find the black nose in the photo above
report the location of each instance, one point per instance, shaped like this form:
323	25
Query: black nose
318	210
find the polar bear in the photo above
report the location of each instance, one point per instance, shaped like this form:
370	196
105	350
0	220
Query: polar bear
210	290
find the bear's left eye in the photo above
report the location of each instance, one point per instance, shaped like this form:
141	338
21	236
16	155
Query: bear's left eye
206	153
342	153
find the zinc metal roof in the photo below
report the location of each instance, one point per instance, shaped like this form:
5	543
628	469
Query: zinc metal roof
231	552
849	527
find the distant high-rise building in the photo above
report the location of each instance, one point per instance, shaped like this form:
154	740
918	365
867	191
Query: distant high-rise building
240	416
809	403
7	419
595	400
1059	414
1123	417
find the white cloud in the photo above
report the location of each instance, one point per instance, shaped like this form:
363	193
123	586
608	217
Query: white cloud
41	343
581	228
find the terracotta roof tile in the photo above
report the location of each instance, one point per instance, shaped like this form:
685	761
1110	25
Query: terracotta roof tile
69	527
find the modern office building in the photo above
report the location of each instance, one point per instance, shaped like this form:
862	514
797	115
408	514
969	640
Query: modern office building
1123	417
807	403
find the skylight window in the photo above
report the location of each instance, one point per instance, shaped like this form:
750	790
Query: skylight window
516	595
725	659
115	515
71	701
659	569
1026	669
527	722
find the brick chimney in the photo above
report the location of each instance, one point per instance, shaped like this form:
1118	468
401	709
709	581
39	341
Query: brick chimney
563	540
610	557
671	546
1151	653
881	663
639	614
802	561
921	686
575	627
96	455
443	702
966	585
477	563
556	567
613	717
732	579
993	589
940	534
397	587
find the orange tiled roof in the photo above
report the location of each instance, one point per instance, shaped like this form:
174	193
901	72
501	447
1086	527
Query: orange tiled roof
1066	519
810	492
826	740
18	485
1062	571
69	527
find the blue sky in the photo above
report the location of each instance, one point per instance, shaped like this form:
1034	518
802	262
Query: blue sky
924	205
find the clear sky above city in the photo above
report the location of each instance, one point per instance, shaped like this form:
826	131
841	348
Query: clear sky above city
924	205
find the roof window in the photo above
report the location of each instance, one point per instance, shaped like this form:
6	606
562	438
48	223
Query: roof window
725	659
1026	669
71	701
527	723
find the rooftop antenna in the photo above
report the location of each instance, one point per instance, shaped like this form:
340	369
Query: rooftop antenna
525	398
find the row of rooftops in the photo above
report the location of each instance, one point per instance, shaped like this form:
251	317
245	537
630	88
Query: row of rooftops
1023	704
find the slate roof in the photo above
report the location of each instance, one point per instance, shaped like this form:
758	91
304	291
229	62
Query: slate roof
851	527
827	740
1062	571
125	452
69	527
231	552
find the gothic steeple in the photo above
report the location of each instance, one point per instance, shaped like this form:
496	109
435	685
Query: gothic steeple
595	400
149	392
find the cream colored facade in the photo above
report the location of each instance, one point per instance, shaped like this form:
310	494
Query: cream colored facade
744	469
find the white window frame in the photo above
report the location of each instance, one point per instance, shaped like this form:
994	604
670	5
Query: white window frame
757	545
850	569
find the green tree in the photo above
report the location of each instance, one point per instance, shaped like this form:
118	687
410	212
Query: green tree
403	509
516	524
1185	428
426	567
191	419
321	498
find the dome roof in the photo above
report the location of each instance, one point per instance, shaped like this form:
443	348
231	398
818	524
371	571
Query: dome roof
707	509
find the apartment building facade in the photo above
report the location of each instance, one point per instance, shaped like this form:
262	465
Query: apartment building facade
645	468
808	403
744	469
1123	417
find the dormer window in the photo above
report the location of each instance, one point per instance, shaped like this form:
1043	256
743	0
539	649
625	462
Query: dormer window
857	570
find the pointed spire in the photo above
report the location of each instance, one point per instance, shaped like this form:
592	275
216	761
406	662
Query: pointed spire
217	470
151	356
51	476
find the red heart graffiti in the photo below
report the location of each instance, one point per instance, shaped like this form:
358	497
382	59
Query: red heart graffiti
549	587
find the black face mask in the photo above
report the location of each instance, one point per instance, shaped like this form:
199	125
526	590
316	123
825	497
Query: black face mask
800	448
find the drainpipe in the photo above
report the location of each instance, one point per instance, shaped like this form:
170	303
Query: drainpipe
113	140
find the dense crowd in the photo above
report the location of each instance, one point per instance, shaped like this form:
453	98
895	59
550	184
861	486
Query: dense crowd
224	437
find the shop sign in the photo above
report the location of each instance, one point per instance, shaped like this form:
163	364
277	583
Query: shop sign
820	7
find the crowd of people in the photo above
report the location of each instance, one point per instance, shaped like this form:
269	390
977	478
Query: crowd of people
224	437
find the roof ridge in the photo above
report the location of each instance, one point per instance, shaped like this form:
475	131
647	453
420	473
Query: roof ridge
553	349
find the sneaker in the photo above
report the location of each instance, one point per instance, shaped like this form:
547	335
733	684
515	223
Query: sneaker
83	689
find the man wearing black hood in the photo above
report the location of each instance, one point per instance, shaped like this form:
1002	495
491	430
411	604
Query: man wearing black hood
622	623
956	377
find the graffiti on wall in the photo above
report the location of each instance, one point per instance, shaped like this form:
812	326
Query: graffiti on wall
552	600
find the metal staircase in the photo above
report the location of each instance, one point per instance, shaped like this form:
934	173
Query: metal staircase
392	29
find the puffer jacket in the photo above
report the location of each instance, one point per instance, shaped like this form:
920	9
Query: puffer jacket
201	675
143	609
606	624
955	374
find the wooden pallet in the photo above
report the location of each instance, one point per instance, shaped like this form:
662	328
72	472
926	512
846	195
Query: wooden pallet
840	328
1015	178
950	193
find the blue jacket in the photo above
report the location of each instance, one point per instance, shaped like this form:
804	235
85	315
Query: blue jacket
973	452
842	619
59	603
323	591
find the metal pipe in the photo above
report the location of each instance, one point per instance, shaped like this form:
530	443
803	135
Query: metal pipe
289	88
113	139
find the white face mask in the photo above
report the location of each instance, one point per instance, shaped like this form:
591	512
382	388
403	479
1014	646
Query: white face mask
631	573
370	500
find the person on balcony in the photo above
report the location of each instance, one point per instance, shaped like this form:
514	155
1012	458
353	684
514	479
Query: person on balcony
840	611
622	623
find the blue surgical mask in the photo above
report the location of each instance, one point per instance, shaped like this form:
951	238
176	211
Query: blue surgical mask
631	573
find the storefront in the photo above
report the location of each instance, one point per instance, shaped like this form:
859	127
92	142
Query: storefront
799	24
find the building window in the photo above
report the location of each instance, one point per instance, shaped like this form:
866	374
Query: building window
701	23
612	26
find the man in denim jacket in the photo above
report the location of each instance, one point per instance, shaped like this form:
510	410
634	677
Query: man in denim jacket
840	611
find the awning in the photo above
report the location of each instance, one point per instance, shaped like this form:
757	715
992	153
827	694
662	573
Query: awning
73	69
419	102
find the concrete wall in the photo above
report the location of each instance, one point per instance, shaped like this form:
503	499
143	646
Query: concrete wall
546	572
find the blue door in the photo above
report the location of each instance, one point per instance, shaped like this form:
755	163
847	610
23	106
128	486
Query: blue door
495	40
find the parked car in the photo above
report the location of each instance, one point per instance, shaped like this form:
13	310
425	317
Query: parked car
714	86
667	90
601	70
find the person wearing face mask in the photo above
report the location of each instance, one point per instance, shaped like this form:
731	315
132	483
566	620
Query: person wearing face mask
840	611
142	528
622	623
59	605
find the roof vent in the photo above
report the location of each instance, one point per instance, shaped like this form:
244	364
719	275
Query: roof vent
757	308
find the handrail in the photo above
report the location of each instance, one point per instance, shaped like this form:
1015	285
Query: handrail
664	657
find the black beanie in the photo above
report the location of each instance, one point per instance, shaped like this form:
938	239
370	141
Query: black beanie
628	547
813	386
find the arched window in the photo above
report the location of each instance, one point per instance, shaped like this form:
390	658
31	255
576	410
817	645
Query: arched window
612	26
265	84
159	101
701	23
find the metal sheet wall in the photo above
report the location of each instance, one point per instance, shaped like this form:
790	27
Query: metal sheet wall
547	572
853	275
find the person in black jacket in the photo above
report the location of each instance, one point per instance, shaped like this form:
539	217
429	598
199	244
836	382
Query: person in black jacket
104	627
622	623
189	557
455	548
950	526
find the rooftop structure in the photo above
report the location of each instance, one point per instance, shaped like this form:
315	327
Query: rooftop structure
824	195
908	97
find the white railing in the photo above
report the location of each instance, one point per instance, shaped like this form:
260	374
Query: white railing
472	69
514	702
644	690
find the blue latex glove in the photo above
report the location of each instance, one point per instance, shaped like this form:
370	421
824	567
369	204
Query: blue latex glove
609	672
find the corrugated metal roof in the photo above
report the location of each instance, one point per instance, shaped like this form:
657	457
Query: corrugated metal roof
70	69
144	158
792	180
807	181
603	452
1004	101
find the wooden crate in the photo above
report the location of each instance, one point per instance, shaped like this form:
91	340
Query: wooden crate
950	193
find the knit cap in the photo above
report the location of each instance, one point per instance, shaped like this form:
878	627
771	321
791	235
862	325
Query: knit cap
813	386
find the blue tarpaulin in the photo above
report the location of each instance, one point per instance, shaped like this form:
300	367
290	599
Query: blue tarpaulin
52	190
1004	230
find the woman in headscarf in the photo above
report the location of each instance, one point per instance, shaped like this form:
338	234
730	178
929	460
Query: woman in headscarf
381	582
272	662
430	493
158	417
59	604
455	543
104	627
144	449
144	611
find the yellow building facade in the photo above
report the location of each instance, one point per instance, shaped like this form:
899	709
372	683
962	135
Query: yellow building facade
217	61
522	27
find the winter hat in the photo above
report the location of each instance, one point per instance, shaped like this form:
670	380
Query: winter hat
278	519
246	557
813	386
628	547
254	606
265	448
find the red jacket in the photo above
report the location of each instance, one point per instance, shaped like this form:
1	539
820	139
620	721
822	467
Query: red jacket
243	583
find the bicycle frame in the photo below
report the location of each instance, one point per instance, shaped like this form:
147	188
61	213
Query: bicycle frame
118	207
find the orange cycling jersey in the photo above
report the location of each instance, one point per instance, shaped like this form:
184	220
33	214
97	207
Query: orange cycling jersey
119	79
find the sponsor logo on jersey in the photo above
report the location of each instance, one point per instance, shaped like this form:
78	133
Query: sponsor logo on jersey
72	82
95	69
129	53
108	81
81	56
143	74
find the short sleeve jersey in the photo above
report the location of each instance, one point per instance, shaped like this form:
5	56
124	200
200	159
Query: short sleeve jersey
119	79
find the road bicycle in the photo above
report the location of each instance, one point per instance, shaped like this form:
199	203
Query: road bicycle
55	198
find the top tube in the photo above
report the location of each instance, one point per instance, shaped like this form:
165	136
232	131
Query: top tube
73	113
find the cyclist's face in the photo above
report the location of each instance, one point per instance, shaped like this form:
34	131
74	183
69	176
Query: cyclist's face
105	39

+ + +

• **Exercise requirements**: Copy out, unchanged, the lines above from the one containing "find the orange cycling" through the final line.

• **Response**:
find the orange cycling jersey in the photo above
report the location of each instance, one point per instance, shaped like this form:
184	220
33	214
97	207
Query: orange cycling jersey
119	79
find the sponsor logo on jersey in the photo above
report the location of each instance, one point per instance, shaped like this form:
78	133
Query: sponsor logo on jersey
72	82
95	69
129	53
108	81
81	56
143	74
find the short sleeve jersey in the photo above
report the location of each instance, one point per instance, shaped like this form:
5	56
124	200
200	159
Query: short sleeve jersey
119	79
find the road bicycle in the photo above
report the location of each instance, one point per instance, shaped like this form:
199	203
Query: road bicycle
55	198
find the top tube in the photo above
report the location of each instance, one point per instance, shaped like this form:
165	136
232	131
Query: top tube
73	113
find the cyclist's face in the photo above
report the location of each instance, one point per instance, shaped like this form:
34	131
74	183
69	176
Query: cyclist's face
105	39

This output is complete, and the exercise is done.